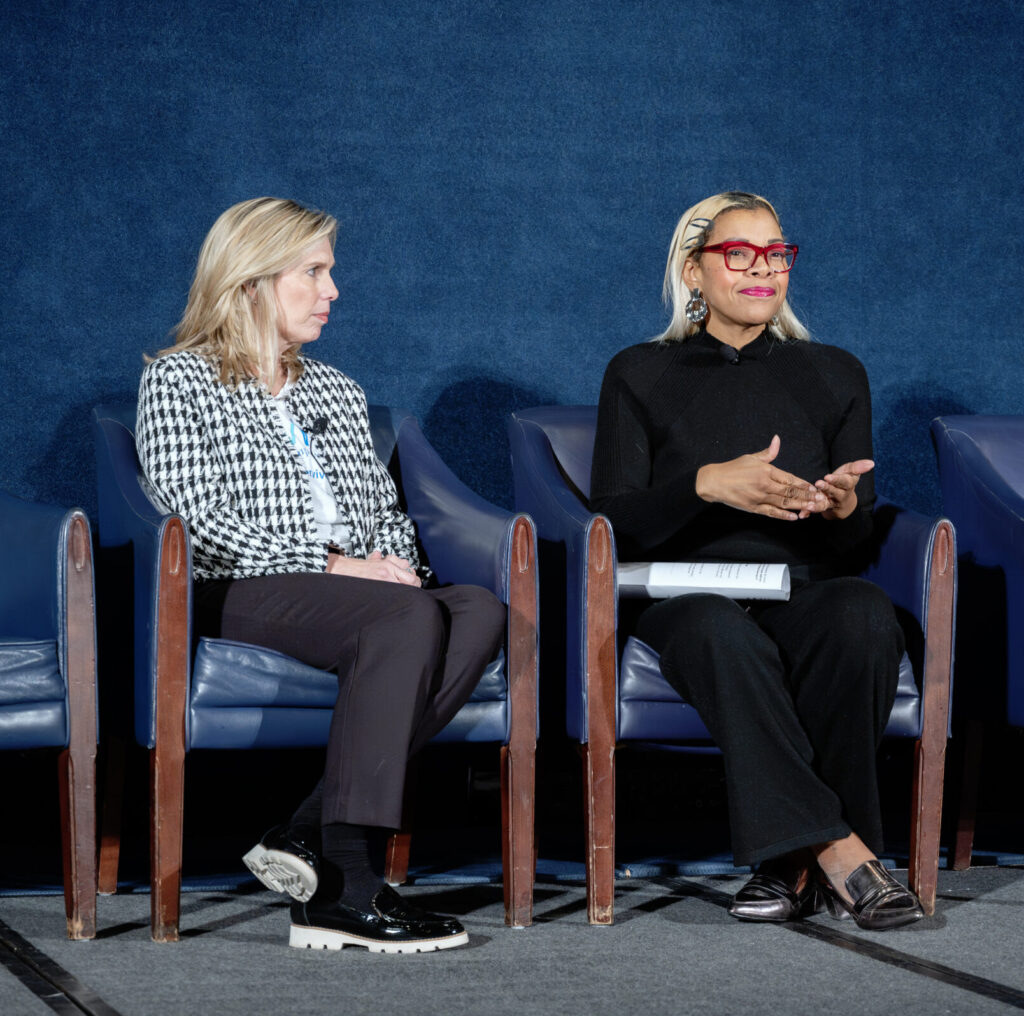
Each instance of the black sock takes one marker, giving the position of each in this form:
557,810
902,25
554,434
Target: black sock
============
• _STATED GOAL_: Arrange every text line of the items above as a JSON list of strings, one string per line, skipping blank lines and leaving the pictures out.

• _COMPLETE RESPONSE_:
[
  "Each instance of the black sock takes one marker, giving the position of each in this form:",
  "557,810",
  "902,25",
  "554,434",
  "Target: black sock"
]